Data for the task:
§ §

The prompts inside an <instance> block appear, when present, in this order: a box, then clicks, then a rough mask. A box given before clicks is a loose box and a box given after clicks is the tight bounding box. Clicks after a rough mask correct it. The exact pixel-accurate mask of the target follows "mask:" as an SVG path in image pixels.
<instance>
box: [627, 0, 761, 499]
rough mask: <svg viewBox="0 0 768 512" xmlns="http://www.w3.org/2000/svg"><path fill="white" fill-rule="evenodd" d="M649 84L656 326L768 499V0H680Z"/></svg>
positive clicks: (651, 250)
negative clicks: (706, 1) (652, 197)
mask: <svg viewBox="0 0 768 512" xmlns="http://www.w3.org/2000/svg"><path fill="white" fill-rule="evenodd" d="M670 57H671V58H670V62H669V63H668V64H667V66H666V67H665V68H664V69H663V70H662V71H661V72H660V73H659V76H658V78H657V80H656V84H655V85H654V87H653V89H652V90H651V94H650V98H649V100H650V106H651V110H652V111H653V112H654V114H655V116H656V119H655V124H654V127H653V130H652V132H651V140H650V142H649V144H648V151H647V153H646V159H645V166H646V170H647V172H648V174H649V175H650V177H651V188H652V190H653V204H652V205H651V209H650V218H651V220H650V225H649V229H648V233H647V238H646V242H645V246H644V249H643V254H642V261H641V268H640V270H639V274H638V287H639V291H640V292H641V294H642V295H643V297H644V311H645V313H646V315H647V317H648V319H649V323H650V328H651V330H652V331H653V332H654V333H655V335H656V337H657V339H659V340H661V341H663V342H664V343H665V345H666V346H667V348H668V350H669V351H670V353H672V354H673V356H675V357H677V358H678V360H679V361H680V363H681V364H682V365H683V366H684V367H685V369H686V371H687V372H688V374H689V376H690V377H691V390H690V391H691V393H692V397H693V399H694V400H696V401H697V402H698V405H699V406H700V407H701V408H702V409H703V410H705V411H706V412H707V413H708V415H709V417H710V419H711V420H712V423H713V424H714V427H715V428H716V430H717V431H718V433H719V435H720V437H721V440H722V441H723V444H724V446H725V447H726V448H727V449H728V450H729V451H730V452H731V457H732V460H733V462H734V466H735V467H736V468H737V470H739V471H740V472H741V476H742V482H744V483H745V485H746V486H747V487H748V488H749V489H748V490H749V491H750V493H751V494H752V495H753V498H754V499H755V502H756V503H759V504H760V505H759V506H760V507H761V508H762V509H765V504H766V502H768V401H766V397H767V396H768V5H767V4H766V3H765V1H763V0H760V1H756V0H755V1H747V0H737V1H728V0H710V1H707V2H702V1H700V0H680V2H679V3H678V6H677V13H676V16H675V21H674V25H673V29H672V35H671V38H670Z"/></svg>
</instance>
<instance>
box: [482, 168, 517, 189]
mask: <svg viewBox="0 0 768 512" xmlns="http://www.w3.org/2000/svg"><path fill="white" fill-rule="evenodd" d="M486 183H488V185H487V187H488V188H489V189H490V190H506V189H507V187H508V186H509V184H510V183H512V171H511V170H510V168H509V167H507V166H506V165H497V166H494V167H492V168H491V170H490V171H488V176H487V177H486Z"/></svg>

§ §

Directive:
Revise all the lines above, putting "inclusion clicks" wherever "positive clicks" appears and leaving everything else unchanged.

Answer box:
The prompts inside an <instance> block appear, when present, in this order: a box, then clicks, then a rough mask. A box given before clicks is a loose box and a box given after clicks is the tight bounding box. Clicks after a rough mask correct it. The exact pixel-accurate mask of the target follows "mask:" as an SVG path in image pixels.
<instance>
box: [627, 0, 761, 499]
rough mask: <svg viewBox="0 0 768 512" xmlns="http://www.w3.org/2000/svg"><path fill="white" fill-rule="evenodd" d="M649 84L656 326L768 499V0H680Z"/></svg>
inclusion clicks: (651, 250)
negative clicks: (706, 1) (652, 197)
mask: <svg viewBox="0 0 768 512" xmlns="http://www.w3.org/2000/svg"><path fill="white" fill-rule="evenodd" d="M670 57H671V58H670V62H669V63H668V64H667V66H666V67H665V68H664V69H663V70H662V71H661V72H660V73H659V76H658V78H657V80H656V84H655V85H654V87H653V89H652V90H651V94H650V98H649V100H650V106H651V110H652V111H653V112H654V114H655V116H656V119H655V124H654V127H653V130H652V132H651V140H650V142H649V144H648V151H647V153H646V159H645V166H646V170H647V172H648V174H649V175H650V177H651V188H652V190H653V204H652V205H651V209H650V218H651V220H650V225H649V229H648V233H647V238H646V242H645V246H644V249H643V254H642V261H641V268H640V270H639V274H638V287H639V291H640V292H641V294H642V295H643V297H644V311H645V313H646V315H647V317H648V319H649V323H650V328H651V330H652V331H653V332H654V333H655V335H656V337H657V339H659V340H661V341H663V342H664V343H665V345H666V346H667V348H668V350H669V351H670V353H672V354H673V356H675V357H677V358H678V360H679V361H680V363H681V364H682V365H683V366H684V367H685V369H686V371H687V372H688V374H689V376H690V377H691V390H690V391H691V393H692V397H693V399H694V400H696V401H697V402H698V405H699V406H700V407H701V408H702V409H703V410H705V411H706V412H707V413H708V415H709V417H710V419H711V420H712V423H713V424H714V427H715V428H716V430H717V431H718V433H719V435H720V437H721V440H722V441H723V444H724V446H725V447H726V448H727V449H728V450H729V451H730V452H731V457H732V460H733V462H734V466H735V467H736V468H737V470H739V471H740V472H741V476H742V482H744V483H745V485H746V486H747V487H748V488H749V489H748V490H749V491H750V493H751V494H752V495H753V498H754V499H755V502H756V503H759V504H760V505H759V506H760V507H761V508H762V509H765V504H766V502H768V401H766V397H767V396H768V5H767V4H766V3H765V1H763V0H760V1H756V0H755V1H747V0H737V1H728V0H710V1H707V2H702V1H700V0H680V2H679V3H678V6H677V13H676V16H675V21H674V25H673V29H672V35H671V38H670Z"/></svg>
</instance>
<instance>
box: [482, 168, 517, 189]
mask: <svg viewBox="0 0 768 512" xmlns="http://www.w3.org/2000/svg"><path fill="white" fill-rule="evenodd" d="M486 183H488V185H487V187H488V188H489V189H490V190H506V189H507V187H508V186H509V184H510V183H512V171H511V170H510V168H509V167H507V166H506V165H497V166H494V167H492V168H491V170H490V171H488V176H487V177H486Z"/></svg>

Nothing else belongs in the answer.